--- START OF TEXT BLOCK ---

From 13fc85f6ffa79b2bffad7aba0fe6b7439174b3e8 Mon Sep 17 00:00:00 2001
From: Raelon Masters <admin@mylt.dev>
Date: Sat, 20 Jun 2020 23:28:20 -0400
Subject: [PATCH] Added sanitization to book title collection. Stripping
 patterns mathching Book 0-9*+ -

---
 src/backend/lib/library.py | 9 +++++++++
 1 file changed, 9 insertions(+)

diff --git a/src/backend/lib/library.py b/src/backend/lib/library.py
index 2013e1b..737d09e 100755
--- a/src/backend/lib/library.py
+++ b/src/backend/lib/library.py
@@ -26,6 +26,8 @@ class Catalogue:
         self.opf_regx = re.compile(r"\.opf")
         self.cover_regx = re.compile(r"\.jpg|\.jpeg|\.png|\.bmp|\.gif")
         self.html_regx = re.compile(r"\.html")
+        self.title_sanitization_regx = re.compile(r"^(Book )+[0-9]*")
+        self.title_sanitization_lvl2_regx = re.compile(r"^(Book )+[0-9]*\W+(-)")
         self.root_dir = config.root
         self.book_folder = config.book_path
         self.books = None
@@ -69,6 +71,7 @@ class Catalogue:
         """
 
     def process_by_filetype(self, book):
+        print(str(book), end='\r', flush=True)

--- END OF TEXT BLOCK ---
--- START OF DATA LISTING ---

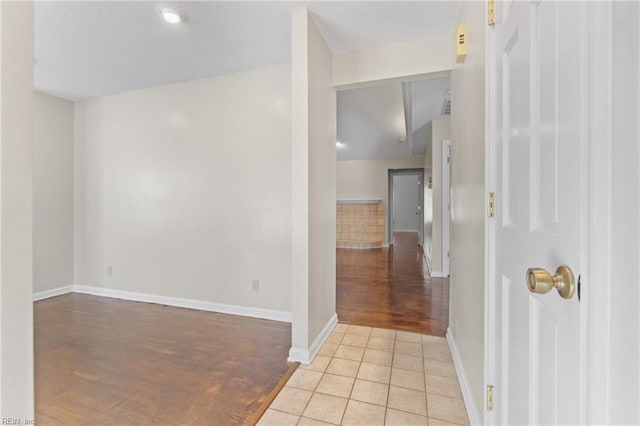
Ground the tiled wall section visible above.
[336,201,385,248]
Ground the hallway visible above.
[336,232,449,336]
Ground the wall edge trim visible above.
[287,313,338,365]
[33,285,73,302]
[42,284,291,323]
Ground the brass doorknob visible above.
[527,265,576,299]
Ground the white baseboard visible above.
[447,328,482,425]
[287,314,338,365]
[33,284,291,322]
[33,285,73,302]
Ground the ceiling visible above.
[337,77,450,160]
[34,1,458,100]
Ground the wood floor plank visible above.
[34,293,295,425]
[336,232,449,336]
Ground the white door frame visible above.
[387,168,424,247]
[482,2,612,425]
[442,139,451,277]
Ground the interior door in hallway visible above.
[489,2,587,425]
[389,169,424,245]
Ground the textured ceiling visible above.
[34,1,458,100]
[337,77,450,160]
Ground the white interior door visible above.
[490,1,587,425]
[442,140,451,277]
[393,174,420,232]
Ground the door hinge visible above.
[487,0,496,26]
[488,192,496,217]
[487,385,493,411]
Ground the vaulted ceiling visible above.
[34,1,458,100]
[337,77,450,160]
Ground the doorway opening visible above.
[387,169,424,246]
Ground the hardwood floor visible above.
[34,293,297,425]
[336,232,449,336]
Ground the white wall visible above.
[74,64,291,312]
[333,34,453,89]
[337,157,426,244]
[33,92,73,293]
[420,121,433,258]
[448,2,486,419]
[289,9,337,363]
[393,175,420,232]
[0,2,34,419]
[428,115,451,276]
[604,2,640,424]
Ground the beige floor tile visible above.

--- END OF DATA LISTING ---

**REQUIRED TASKS**
A – In the library.py patch, which file does the change modify?
B – Continue the book-title sanitization patch from its final line.

**WRITTEN ANSWERS**
A – src/backend/lib/library.py

B –
         if book.endswith(".epub"):
             epub = self.process_epub(book)
             return self.extract_metadata_epub(epub)
@@ -107,6 +110,12 @@ class Catalogue:
                 title = book["path"].split("/")[-1].rsplit(".", 1)[0]
             else:
                 title = title.contents[0]
+            if re.match(self.title_sanitization_regx, title):
+                breakpoint()
+                if re.match(self.title_sanitization_lvl2_regx, title):
+                    title = re.split(r"-+\W", title)[1]
+                else: title = re.split(self.title_sanitization_regx, title)[2]
+
             author = soup.find("dc:creator")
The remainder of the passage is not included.